━━━━━ GIVEN PASSAGE
IT firm finds willing customer base in Carroll Co.

David Nist logs into the Carroll County servers at the David Perry Administration Building. Nistworks took over the Carroll County networks in January. (Laura Camper/Times-Georgian)
slideshow
Nistworks, a fledgling business based in Carrollton, is growing quickly despite the gloomy economy and President David Nist is aware of just how lucky he is.
“Right now in the industry, it’s keeping the doors open is the new up,” Nist said. “I’m feeling pretty privileged to be growing the way we are.”
The company, which he started in Carroll County two years ago, has at least tripled its customer base to about 80 companies in the last year, he said. His focus on security is one reason he thinks people come to him. The average business person who runs a company from a bricks and mortar location can be a little afraid to enter the Web, a territory that is more intangible — it’s basically air. His job is to make sure that the person feels secure in taking that plunge.
Since he started working in the area, Nist has come across security breaches and believes security is lacking in this geographical area.
━━━━━━━━━━
━━━━━ PROVIDED RECORDS
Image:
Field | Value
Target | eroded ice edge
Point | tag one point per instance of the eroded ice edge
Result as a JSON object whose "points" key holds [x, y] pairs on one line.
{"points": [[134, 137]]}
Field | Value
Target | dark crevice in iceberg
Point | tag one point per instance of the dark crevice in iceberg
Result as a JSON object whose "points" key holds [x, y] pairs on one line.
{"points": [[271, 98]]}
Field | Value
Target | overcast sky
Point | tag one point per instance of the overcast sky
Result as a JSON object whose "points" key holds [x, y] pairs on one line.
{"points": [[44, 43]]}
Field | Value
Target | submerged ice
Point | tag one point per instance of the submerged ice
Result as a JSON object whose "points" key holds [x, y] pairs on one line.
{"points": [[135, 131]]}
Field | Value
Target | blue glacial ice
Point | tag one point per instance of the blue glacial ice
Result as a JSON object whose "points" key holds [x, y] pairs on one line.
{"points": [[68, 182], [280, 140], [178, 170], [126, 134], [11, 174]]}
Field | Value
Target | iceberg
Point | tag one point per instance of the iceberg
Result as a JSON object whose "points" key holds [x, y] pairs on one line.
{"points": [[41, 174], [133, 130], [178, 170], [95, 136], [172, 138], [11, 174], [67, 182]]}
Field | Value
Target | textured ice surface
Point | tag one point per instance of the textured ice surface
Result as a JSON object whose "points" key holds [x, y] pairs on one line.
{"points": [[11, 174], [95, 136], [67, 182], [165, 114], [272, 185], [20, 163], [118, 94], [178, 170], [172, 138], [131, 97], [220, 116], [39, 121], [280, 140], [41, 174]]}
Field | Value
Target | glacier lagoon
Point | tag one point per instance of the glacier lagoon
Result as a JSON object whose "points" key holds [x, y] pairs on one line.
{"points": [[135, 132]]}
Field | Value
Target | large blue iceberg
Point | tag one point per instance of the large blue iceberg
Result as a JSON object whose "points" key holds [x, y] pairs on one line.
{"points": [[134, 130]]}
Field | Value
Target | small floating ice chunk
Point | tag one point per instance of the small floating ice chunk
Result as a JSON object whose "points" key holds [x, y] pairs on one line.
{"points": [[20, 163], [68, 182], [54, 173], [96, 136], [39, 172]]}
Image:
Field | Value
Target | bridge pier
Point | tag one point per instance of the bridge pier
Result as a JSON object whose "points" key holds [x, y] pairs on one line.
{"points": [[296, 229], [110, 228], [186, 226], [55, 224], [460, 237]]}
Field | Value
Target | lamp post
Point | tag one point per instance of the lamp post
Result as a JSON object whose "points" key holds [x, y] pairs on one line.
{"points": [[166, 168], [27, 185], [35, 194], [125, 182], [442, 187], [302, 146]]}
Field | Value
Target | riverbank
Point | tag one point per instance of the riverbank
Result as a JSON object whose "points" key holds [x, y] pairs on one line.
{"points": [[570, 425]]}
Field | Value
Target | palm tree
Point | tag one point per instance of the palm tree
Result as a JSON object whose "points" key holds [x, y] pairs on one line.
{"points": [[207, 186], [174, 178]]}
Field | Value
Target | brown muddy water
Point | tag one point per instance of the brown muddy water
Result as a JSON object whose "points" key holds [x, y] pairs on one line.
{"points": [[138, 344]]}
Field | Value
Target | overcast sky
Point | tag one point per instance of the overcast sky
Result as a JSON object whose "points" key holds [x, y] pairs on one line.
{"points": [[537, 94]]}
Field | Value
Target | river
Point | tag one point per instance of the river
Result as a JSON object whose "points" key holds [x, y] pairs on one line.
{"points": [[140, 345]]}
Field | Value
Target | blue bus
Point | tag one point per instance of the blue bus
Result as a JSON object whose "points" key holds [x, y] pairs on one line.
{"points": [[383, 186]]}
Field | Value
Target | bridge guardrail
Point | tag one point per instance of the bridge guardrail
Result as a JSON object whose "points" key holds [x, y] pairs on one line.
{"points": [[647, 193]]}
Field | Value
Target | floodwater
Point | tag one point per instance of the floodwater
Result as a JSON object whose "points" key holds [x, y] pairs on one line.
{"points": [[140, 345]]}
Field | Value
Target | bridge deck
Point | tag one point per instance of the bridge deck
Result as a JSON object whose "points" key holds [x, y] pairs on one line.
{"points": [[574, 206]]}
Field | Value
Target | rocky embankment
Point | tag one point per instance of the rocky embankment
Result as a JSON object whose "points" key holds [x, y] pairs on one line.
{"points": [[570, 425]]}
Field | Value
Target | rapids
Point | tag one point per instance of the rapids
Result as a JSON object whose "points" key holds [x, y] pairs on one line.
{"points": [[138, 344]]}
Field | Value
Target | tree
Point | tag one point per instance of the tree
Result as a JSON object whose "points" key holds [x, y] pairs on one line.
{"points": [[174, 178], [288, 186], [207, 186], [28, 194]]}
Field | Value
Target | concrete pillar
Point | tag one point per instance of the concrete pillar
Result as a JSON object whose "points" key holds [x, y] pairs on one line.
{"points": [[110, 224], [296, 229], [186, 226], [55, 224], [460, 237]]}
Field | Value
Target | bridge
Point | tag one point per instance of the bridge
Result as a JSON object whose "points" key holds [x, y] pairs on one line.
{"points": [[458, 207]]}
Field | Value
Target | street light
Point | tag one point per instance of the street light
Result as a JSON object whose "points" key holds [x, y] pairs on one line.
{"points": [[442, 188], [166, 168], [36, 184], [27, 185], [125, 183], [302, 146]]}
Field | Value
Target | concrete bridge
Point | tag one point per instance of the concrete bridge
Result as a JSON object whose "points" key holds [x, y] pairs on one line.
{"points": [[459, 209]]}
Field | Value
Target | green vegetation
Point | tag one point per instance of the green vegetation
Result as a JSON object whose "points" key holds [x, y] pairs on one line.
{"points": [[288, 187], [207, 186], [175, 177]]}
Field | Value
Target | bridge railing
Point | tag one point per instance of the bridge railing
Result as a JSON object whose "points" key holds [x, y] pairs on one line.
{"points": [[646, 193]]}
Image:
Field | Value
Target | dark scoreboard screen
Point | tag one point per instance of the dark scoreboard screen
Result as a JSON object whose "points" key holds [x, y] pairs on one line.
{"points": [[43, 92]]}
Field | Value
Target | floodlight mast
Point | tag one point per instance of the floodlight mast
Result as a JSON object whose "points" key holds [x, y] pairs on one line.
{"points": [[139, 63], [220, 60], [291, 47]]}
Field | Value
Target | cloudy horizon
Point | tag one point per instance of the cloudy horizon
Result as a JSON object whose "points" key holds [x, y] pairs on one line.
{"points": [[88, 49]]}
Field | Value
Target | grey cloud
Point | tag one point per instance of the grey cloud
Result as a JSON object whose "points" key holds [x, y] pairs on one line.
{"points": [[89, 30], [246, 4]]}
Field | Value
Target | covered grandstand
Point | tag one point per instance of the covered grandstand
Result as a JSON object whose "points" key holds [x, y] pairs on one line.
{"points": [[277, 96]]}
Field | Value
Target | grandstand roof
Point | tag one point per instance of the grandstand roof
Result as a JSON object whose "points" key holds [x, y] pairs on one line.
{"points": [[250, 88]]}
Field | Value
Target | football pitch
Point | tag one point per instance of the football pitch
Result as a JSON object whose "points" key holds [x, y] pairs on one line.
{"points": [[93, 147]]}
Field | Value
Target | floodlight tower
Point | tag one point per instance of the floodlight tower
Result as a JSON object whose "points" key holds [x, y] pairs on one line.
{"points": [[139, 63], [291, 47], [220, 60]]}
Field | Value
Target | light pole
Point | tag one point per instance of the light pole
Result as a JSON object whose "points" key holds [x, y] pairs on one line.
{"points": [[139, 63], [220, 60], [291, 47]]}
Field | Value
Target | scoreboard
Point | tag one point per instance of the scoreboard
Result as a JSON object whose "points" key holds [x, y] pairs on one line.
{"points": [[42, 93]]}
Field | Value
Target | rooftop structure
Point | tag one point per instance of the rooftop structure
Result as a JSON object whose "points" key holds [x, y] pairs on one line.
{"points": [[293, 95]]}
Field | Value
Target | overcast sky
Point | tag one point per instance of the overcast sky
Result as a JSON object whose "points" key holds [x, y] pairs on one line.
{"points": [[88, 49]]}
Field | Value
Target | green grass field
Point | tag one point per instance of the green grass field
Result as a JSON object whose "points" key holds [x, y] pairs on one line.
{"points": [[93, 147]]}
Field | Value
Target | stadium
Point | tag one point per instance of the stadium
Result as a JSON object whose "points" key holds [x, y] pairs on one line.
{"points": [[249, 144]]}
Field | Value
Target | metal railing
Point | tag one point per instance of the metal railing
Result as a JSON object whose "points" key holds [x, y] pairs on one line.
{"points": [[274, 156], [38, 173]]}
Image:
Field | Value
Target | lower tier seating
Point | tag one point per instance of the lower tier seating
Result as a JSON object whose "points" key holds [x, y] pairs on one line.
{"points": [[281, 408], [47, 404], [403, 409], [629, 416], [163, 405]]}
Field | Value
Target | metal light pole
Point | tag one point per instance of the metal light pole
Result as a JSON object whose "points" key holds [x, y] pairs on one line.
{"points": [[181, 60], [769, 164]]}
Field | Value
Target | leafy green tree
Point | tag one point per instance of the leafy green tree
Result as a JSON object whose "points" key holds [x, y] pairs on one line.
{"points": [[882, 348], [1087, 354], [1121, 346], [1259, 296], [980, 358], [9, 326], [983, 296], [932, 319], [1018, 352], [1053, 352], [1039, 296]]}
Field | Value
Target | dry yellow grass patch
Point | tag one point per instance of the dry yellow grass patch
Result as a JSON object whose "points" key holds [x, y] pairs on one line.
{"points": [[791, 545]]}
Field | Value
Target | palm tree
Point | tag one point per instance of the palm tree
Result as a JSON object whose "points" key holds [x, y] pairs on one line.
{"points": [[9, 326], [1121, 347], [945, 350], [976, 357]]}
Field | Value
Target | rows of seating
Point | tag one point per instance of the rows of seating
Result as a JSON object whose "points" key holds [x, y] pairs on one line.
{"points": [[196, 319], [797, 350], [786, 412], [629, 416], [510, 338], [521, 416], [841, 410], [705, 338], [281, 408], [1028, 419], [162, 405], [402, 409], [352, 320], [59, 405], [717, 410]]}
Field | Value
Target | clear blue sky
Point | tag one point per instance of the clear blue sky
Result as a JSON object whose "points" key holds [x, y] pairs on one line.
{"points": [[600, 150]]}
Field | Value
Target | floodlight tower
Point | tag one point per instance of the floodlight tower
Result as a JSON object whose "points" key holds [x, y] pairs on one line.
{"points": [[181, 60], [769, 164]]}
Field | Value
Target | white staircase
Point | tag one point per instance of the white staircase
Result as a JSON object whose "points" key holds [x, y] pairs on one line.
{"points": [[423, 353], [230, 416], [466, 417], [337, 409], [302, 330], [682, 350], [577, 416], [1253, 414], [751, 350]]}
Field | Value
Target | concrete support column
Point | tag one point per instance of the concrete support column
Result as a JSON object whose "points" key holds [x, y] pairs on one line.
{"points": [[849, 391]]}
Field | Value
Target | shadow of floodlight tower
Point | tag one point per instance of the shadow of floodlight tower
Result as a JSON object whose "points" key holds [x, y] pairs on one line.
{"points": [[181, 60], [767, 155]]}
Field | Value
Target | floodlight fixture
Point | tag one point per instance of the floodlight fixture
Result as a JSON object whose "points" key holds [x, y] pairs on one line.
━━━━━━━━━━
> _EXERCISE REQUIREMENTS_
• 1. According to the Nistworks article, roughly how many companies are now in the firm's customer base?
• 2. Decide whether each statement agrees with the Nistworks article, and support each yes or no with the deciding words from the article, quoted exactly. (a) Nistworks took over the Carroll County networks in January. (b) Nist started the company in Carroll County five years ago. (c) Nist believes security is strong in the local area.

> _FINAL RESULTS_
• 1. About 80 companies.

• 2.
(a) Yes: "Nistworks took over the Carroll County networks in January."
(b) No: "The company, which he started in Carroll County two years ago"
(c) No: "believes security is lacking in this geographical area"